*TASK BRIEF:* Convert the data into a JSON list of strings, starting at the line containing "Final verification step: confirm the presence of wooden" and ending at the line containing "[279,125,292,151]", with both of those lines included. Give one string per line, leave out blank lines, and include no other lines.

*DATA EXTRACT:*
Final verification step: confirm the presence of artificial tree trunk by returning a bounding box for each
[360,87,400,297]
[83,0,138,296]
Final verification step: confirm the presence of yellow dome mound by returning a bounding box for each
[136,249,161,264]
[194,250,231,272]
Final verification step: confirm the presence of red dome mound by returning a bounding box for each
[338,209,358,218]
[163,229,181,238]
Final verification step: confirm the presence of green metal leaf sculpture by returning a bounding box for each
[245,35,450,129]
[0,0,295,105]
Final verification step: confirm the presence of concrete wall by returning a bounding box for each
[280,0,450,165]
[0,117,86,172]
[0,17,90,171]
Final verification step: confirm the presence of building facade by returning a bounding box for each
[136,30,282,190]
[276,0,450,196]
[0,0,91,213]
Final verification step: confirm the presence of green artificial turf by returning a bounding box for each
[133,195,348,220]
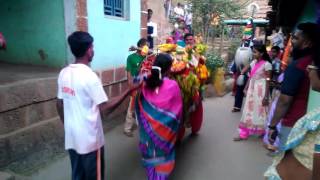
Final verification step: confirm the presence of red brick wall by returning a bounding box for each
[97,67,128,98]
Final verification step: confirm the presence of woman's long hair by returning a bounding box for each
[146,54,172,89]
[253,44,271,63]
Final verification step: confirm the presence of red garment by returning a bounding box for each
[0,33,7,50]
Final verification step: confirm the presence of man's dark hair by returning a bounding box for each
[137,38,148,47]
[183,33,193,40]
[298,22,320,77]
[271,46,280,53]
[253,44,271,62]
[146,53,172,90]
[68,31,93,58]
[297,22,320,46]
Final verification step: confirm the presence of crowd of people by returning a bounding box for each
[57,21,208,180]
[54,5,320,180]
[232,23,320,180]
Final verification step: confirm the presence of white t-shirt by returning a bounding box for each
[58,64,108,154]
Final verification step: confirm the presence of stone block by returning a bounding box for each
[0,118,64,168]
[114,67,127,82]
[101,69,114,84]
[0,138,11,168]
[0,172,15,180]
[0,100,58,135]
[0,108,27,135]
[103,86,111,98]
[0,78,57,113]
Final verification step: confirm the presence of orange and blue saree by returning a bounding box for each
[136,78,182,180]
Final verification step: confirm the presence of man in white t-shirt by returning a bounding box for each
[57,31,136,180]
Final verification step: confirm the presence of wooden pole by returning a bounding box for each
[219,25,224,56]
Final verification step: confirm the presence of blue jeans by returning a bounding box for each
[68,147,104,180]
[279,125,292,151]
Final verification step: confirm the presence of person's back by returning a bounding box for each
[281,55,312,127]
[58,64,107,154]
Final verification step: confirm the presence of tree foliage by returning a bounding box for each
[189,0,243,41]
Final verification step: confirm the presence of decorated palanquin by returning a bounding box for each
[140,44,209,132]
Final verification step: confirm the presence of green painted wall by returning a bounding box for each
[299,0,320,111]
[0,0,67,67]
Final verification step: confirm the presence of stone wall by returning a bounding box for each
[0,67,128,169]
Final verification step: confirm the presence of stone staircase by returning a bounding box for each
[0,63,128,179]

*EXPECTED ANSWER:*
[
  "Final verification step: confirm the presence of wooden pole by returning a bounding box for each",
  "[219,25,224,56]",
  "Final verification step: confirm the presence of blue jeans by returning a bounding box for each",
  "[68,147,104,180]",
  "[279,125,292,151]"
]